• **Extrait choisi**:
Son influence demeure très forte sur les poètes d’aujourd’hui. Pourtant, il n’a qu’assez peu écrit, et pendant une période très brève, correspondant à une adolescence aussi intense que tumultueuse. Rimbaud est une comète, traversant de façon fulgurante le ciel de la poésie, pour la changer à jamais. Oui, sans doute, il y a un avant et un après Rimbaud. Certes, ce dernier ne fut guère connu de son temps, mais il fut admiré par les plus grands : Verlaine et Mallarmé, notamment.
Une existence fascinante
La célébrité posthume de Rimbaud est indissociable du parcours singulier du poète. Son jeune âge fascine. À seize ans, il a déjà beaucoup lu, grâce notamment à George Izambard, son professeur de collège, qui lui prêta des ouvrages. Il compose en latin des vers admirables. En deux ans, de 1870 à 1872, il rédige l’essentiel de son œuvre poétique, avant d’abandonner définitivement tout intérêt pour la littérature. Ce parcours fulgurant explique que Rimbaud sera surtout apprécié par la postérité, tandis qu’il a relativement peu participé à la vie littéraire de son temps.

(Entrées d'annotation de régions)

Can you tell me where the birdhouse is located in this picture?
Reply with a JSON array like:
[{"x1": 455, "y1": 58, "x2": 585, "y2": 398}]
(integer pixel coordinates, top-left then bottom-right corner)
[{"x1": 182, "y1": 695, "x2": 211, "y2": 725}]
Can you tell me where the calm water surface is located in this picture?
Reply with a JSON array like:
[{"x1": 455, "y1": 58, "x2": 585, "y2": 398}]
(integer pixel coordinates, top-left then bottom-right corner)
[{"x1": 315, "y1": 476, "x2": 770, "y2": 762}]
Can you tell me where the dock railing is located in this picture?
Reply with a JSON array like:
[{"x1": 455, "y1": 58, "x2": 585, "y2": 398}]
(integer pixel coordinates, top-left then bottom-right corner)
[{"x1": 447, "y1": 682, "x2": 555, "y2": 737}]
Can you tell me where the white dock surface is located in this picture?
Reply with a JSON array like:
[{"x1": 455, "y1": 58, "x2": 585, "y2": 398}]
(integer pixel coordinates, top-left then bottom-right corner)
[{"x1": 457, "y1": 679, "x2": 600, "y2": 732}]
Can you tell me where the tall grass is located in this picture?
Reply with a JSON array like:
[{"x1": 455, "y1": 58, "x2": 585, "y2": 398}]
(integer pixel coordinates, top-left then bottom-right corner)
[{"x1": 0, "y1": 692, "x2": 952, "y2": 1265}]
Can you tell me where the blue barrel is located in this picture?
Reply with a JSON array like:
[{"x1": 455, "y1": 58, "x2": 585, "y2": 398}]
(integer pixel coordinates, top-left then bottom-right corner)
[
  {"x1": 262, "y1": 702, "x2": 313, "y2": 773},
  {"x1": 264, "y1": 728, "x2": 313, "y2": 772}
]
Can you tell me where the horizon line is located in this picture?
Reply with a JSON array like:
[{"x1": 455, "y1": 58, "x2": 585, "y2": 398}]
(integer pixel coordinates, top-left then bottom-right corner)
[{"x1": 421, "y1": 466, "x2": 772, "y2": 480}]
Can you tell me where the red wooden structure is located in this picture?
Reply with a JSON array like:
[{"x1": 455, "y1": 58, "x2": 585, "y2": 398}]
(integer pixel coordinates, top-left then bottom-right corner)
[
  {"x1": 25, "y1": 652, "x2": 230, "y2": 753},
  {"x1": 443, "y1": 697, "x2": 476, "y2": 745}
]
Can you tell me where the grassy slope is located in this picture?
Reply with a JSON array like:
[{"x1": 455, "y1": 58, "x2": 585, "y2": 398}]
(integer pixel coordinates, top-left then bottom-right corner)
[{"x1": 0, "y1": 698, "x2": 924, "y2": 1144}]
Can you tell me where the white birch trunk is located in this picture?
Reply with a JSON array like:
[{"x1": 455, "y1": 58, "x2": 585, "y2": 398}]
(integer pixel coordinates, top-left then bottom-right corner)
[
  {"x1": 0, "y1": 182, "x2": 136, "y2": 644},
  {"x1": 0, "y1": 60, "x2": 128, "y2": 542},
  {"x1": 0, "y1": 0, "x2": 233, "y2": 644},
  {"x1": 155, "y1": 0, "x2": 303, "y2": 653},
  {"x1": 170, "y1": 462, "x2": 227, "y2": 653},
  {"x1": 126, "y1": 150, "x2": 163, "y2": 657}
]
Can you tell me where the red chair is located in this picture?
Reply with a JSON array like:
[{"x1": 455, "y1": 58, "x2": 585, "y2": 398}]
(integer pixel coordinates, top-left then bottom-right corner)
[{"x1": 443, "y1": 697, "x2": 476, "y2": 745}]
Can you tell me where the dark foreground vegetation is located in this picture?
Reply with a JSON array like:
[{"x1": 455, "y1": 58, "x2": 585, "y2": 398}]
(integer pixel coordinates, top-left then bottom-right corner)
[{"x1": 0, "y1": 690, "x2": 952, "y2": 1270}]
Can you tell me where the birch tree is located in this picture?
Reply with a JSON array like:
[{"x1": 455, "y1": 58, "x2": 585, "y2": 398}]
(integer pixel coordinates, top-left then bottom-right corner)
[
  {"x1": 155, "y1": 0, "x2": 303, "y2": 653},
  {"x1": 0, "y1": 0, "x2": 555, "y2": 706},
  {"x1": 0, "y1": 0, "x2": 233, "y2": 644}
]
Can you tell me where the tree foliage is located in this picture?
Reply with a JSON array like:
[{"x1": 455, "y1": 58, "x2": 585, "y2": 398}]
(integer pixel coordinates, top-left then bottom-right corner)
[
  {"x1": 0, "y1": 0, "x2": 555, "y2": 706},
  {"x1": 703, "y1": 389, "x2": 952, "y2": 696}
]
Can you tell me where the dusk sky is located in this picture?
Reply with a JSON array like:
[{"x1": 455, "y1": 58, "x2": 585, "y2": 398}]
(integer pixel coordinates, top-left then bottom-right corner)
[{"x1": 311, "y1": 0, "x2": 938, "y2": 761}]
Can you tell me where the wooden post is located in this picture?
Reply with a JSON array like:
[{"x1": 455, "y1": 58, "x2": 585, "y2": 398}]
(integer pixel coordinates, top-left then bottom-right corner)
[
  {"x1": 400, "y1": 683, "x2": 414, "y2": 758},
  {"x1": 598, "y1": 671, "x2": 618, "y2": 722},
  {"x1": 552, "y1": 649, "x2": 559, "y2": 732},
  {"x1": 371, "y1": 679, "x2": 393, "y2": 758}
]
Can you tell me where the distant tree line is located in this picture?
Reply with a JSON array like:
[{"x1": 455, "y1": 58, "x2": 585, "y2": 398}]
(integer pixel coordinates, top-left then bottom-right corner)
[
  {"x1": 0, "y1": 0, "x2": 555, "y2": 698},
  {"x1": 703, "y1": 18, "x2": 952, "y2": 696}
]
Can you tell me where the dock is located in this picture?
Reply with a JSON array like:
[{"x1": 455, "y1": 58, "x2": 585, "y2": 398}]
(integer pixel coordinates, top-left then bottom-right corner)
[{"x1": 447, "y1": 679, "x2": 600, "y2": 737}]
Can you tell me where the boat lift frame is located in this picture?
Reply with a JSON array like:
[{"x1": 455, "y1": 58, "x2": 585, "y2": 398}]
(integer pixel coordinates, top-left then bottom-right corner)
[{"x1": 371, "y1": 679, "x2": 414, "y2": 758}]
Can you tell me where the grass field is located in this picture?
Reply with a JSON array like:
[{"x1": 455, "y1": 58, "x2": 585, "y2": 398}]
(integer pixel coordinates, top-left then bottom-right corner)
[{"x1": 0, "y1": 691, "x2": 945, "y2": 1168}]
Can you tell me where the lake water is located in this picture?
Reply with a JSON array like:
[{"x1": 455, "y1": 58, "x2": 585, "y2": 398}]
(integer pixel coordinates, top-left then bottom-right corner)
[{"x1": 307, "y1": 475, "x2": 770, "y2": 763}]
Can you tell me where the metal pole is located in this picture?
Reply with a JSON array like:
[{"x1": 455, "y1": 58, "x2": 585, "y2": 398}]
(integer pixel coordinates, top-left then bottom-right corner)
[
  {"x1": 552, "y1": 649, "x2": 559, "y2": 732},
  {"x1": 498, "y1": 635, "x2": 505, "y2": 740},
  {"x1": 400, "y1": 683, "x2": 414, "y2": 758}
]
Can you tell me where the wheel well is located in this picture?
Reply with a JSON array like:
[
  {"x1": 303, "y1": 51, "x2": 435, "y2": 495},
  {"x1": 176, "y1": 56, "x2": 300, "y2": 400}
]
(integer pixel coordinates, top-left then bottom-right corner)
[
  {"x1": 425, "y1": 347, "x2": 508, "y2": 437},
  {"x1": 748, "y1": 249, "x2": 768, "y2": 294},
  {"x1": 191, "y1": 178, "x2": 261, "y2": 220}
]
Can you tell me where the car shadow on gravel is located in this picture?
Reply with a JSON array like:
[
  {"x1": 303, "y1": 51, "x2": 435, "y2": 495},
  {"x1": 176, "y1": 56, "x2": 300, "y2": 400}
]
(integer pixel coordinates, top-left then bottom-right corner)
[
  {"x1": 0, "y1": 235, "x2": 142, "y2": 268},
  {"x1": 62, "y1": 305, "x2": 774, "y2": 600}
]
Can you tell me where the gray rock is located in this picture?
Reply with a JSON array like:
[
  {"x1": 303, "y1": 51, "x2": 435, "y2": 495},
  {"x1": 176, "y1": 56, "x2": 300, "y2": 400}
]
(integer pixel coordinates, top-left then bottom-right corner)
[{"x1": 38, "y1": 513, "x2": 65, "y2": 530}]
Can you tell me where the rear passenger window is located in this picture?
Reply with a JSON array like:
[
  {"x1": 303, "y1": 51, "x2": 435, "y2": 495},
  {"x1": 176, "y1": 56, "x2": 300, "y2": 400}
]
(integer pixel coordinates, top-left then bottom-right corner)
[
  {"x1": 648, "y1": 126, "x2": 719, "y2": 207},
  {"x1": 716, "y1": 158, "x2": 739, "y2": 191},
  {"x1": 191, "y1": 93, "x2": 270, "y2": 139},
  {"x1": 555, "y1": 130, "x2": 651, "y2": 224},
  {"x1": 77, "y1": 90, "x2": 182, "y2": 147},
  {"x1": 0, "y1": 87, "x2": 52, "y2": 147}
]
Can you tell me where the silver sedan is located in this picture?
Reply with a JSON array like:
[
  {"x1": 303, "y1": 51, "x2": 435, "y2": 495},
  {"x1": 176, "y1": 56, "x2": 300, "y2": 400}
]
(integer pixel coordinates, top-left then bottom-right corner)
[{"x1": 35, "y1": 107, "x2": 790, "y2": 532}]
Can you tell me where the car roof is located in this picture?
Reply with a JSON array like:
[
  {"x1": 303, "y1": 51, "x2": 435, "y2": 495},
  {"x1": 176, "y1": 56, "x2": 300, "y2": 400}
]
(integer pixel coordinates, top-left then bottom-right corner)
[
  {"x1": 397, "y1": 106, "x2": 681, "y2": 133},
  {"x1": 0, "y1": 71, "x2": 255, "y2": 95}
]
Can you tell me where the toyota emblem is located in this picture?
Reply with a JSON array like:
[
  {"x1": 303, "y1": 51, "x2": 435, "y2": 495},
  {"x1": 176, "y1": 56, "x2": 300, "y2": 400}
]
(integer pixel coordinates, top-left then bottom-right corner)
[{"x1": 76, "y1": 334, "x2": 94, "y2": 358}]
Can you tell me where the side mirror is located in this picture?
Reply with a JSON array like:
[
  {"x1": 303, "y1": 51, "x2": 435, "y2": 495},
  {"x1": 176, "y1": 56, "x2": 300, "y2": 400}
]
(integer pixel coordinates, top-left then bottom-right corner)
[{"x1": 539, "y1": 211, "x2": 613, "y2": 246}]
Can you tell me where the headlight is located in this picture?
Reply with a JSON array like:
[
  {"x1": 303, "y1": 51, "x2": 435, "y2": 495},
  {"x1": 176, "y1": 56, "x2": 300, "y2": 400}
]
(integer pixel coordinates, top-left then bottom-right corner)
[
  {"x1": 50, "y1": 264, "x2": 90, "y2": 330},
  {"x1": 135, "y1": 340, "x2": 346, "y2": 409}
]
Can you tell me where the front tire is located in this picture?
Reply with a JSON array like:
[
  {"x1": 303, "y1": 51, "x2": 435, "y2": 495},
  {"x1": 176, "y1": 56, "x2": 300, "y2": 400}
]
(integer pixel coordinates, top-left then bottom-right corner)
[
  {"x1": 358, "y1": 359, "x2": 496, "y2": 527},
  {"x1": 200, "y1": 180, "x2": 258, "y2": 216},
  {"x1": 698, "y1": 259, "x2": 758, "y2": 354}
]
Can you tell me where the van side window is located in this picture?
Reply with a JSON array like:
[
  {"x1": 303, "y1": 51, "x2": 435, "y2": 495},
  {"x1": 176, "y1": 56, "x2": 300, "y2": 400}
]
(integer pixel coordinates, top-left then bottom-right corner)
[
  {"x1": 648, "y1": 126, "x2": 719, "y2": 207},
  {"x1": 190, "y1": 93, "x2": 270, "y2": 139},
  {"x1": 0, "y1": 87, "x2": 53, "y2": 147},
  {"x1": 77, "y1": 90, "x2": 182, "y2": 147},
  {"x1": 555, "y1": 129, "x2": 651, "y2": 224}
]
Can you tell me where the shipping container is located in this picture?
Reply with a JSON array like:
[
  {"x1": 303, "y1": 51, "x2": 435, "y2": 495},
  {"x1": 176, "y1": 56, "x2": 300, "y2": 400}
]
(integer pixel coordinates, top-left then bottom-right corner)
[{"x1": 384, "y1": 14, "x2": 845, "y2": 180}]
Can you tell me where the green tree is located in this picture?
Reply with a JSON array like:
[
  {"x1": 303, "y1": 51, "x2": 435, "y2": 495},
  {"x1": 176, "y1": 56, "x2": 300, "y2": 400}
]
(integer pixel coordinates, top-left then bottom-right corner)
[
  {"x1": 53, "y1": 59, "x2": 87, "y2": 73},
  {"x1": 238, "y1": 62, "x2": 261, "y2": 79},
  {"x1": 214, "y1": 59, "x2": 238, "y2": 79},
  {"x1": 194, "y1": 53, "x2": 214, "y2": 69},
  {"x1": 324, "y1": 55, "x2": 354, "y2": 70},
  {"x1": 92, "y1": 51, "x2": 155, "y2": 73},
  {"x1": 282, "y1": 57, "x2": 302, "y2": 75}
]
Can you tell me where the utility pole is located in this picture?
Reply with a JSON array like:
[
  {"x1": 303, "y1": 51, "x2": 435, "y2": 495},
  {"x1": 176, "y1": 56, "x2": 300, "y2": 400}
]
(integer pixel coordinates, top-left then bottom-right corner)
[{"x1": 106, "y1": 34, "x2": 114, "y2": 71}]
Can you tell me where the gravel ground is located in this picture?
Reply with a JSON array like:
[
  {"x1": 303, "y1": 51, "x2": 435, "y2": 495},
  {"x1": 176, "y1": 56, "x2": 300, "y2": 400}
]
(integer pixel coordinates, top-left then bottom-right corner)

• **Exigences du problème**: Indiquez, d'après l'extrait choisi, qui prêta des ouvrages à Rimbaud.

• **Réponse au problème**: George Izambard, son professeur de collège, lui prêta des ouvrages.